Excerpted records START
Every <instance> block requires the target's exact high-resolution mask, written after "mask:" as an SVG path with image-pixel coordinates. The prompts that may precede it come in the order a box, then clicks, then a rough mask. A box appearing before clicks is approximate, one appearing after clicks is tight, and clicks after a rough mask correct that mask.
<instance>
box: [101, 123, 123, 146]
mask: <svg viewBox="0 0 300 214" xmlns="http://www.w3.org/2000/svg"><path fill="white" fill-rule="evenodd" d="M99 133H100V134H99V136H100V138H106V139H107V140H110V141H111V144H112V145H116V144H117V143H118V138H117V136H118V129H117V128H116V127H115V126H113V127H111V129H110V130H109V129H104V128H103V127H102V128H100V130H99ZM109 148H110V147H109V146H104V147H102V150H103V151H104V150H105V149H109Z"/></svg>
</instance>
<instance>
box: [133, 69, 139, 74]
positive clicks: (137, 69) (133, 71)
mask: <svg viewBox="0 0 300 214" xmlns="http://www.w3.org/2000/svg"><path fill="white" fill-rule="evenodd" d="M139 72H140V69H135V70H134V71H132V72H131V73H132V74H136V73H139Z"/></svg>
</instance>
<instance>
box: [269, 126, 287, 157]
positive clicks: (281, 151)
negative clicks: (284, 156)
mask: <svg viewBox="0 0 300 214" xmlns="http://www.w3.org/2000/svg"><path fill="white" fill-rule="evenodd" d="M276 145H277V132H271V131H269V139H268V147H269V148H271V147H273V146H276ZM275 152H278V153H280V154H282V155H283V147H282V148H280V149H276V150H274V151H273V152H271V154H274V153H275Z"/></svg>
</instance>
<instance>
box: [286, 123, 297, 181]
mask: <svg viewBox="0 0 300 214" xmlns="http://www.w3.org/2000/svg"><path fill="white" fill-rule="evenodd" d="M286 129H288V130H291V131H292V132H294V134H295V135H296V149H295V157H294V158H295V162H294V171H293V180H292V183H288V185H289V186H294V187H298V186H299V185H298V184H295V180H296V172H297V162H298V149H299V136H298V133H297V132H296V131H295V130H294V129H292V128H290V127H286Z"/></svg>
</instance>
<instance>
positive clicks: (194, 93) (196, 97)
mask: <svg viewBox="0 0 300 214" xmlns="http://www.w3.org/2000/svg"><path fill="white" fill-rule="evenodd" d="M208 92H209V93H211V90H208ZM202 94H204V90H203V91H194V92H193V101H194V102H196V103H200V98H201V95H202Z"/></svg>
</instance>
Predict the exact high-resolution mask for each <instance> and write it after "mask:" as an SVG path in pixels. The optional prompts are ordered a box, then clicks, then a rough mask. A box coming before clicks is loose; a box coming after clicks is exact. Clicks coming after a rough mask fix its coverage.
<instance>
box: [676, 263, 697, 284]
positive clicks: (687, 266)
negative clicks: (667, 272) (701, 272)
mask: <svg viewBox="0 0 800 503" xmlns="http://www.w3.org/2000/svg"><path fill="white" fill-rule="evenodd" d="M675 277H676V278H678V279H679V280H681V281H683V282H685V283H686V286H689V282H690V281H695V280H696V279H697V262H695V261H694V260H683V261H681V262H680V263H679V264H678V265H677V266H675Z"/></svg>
Excerpted records END
Problem to solve —
Rewrite the data starting at its first line and ending at the line that contains "box: [101, 123, 123, 146]", swapping "rough mask" for "coarse mask" and changing nothing else.

Task result —
Every <instance> block requires the target's exact high-resolution mask, written after "mask:" as an SVG path with image-pixel coordinates. The prompts that may precede it come in the order a box, then clicks, then a coarse mask. A box appearing before clicks is approximate, one appearing after clicks is tight, and clicks after a coarse mask correct that mask.
<instance>
box: [101, 123, 123, 146]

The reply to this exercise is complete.